◆ RECORD LIST ◆
^^^^
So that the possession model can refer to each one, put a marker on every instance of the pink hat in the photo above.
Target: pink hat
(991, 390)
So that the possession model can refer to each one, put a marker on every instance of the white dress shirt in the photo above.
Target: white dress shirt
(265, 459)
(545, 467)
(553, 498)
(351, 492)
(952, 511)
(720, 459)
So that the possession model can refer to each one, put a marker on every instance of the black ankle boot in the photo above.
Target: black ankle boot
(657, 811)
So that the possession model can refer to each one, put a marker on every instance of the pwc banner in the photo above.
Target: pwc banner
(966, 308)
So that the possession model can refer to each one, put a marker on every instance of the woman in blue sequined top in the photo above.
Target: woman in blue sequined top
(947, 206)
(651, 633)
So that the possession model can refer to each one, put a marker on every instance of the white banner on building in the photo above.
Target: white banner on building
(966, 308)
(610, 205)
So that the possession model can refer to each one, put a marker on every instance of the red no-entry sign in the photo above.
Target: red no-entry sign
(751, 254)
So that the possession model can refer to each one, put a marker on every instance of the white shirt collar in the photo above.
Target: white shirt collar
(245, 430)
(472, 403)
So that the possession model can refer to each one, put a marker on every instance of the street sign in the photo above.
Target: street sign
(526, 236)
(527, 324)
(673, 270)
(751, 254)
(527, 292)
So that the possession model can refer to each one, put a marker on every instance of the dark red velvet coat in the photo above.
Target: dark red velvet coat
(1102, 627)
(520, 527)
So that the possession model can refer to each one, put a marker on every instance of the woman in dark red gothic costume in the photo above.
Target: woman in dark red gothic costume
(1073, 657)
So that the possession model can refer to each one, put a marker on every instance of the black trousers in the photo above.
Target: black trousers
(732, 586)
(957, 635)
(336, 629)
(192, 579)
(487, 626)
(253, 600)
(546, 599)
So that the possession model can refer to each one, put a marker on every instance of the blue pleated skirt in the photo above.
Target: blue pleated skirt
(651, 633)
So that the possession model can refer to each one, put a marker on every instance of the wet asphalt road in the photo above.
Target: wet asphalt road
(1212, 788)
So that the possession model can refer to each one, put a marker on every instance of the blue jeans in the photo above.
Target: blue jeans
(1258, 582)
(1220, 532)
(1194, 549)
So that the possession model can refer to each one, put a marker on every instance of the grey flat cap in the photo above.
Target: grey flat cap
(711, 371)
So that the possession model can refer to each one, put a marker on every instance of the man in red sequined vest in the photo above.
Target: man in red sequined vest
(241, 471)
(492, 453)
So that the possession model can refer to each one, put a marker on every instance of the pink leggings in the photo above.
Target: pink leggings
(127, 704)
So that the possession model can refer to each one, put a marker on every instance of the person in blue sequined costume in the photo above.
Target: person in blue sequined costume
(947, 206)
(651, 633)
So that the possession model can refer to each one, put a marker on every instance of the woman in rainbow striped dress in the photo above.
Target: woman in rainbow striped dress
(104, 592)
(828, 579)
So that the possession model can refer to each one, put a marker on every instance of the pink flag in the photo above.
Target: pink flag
^^^^
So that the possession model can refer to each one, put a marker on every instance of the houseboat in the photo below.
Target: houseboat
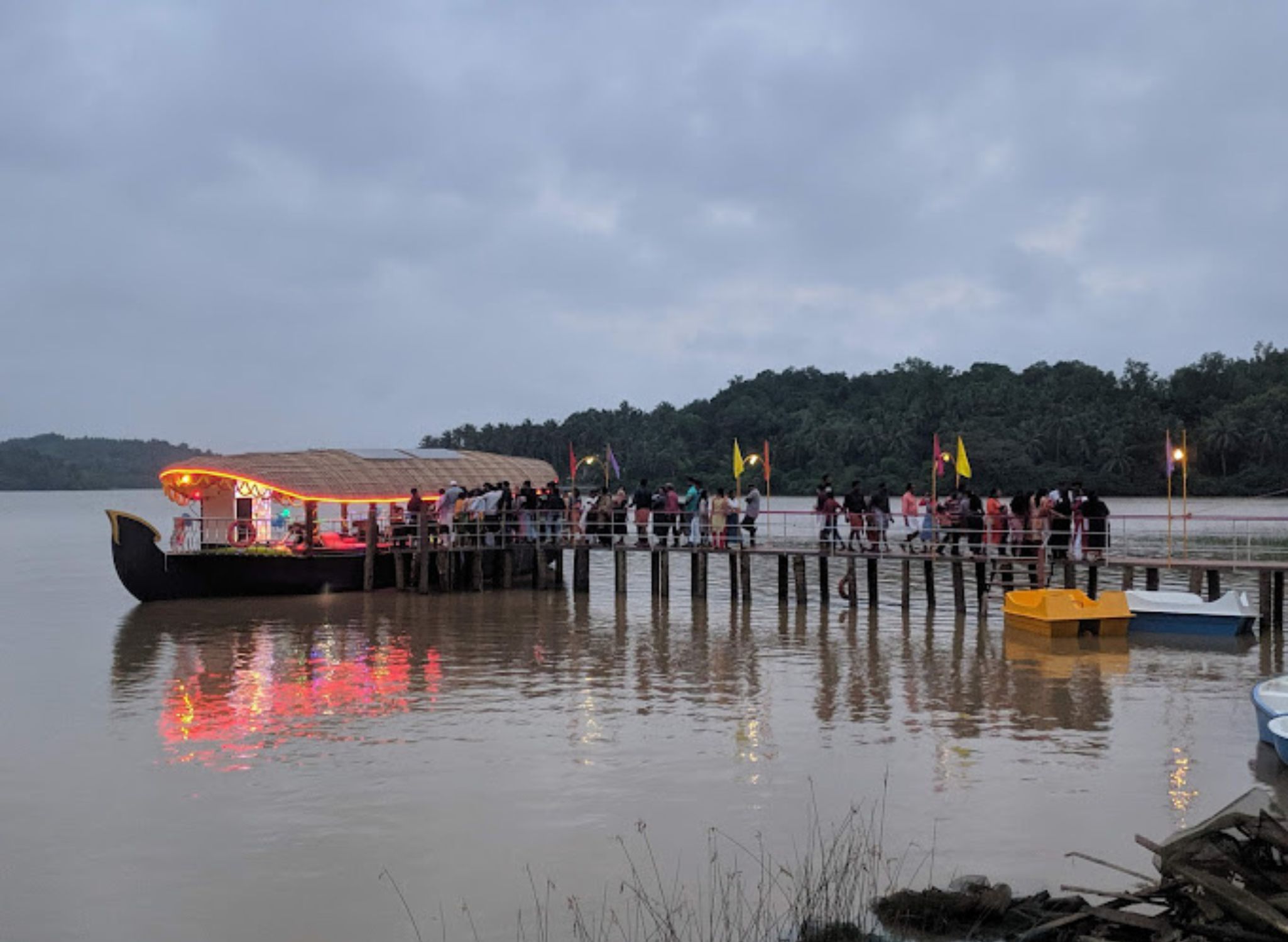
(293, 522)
^^^^
Please write out only the lines from the one containing "sequined costume in the photo above." through the one containing "Target: pink flag", inclusive, with "marker" swapped for "dot" and everything else left as is.

◆ TASK ANSWER ◆
So that the possession model can refer to each one, put a dot on every instance of the person in blue sequined costume in the photo above.
Target: person in blue sequined costume
(947, 206)
(651, 633)
So that the possession model can refer to each one, put a dot on every instance of the woman in rainbow striped dress in the photo above.
Target: woman in rainbow striped dress
(104, 592)
(828, 579)
So that the possession model can refer to each one, put a dot on every instance of the pink flag in the photo above.
Target: pink flag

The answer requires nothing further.